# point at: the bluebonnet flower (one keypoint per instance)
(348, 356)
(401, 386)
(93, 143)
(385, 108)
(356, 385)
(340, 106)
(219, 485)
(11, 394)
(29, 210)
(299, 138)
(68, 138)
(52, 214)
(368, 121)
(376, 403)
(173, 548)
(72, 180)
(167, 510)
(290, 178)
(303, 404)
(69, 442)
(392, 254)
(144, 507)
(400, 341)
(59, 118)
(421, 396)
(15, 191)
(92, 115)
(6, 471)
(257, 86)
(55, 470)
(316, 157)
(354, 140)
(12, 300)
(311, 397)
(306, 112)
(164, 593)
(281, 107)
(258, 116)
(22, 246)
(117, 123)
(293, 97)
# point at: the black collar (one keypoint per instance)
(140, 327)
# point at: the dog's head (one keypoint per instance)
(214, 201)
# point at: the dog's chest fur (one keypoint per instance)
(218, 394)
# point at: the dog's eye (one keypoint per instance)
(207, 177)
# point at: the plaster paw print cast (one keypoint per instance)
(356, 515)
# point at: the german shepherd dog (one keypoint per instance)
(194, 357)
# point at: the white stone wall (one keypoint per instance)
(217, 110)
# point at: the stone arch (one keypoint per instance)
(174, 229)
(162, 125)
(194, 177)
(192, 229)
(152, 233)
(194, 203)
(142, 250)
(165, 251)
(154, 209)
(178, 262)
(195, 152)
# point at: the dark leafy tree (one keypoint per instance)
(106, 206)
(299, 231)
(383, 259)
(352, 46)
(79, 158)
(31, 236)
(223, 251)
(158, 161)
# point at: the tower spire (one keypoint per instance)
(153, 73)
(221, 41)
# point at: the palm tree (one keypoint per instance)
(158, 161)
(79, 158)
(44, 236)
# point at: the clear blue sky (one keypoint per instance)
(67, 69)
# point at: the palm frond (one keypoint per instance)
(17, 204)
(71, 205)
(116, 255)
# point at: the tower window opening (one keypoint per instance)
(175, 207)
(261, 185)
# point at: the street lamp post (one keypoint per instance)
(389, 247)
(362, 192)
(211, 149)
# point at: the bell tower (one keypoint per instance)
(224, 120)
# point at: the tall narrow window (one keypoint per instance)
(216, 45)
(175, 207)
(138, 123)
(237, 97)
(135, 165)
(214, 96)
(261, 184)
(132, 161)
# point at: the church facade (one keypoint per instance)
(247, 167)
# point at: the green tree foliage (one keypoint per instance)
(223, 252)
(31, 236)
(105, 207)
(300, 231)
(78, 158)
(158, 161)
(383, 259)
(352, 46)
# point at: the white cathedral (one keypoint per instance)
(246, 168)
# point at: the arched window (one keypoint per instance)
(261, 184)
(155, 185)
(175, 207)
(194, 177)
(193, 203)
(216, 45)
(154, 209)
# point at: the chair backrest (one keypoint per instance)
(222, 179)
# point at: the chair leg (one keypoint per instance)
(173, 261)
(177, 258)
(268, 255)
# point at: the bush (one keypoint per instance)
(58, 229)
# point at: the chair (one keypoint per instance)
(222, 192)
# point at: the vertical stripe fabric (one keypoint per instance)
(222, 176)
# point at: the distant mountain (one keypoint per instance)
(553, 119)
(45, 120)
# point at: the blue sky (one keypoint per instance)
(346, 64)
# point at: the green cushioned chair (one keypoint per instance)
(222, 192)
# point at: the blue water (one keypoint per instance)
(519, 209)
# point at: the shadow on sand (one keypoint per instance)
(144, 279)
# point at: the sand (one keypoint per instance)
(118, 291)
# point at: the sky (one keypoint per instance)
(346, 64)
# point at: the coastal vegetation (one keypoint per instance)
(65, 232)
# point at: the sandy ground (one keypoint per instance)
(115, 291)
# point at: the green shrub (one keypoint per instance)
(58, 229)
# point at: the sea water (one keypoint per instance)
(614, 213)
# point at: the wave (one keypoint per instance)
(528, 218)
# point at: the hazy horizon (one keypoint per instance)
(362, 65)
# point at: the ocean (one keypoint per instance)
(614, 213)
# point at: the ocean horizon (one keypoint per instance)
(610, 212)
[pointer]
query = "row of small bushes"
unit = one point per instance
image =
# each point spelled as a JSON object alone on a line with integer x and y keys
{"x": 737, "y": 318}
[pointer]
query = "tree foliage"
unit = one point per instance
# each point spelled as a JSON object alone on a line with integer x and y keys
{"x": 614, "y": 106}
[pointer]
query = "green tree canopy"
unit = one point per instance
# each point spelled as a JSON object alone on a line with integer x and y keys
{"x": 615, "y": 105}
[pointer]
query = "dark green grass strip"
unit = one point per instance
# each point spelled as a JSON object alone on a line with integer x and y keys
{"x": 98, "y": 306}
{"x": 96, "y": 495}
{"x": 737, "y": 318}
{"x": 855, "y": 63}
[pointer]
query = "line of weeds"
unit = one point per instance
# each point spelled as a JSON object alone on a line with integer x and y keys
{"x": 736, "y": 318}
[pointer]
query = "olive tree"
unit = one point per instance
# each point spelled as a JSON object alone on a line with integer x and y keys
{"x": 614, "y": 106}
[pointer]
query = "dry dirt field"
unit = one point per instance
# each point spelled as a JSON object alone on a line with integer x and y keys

• [Assignment]:
Look for the string "query" in the listing above and copy every line holding it.

• [Exercise solution]:
query = "row of small bushes"
query = "tree foliage"
query = "green tree canopy"
query = "dark green grass strip"
query = "line of weeds"
query = "olive tree"
query = "dry dirt field"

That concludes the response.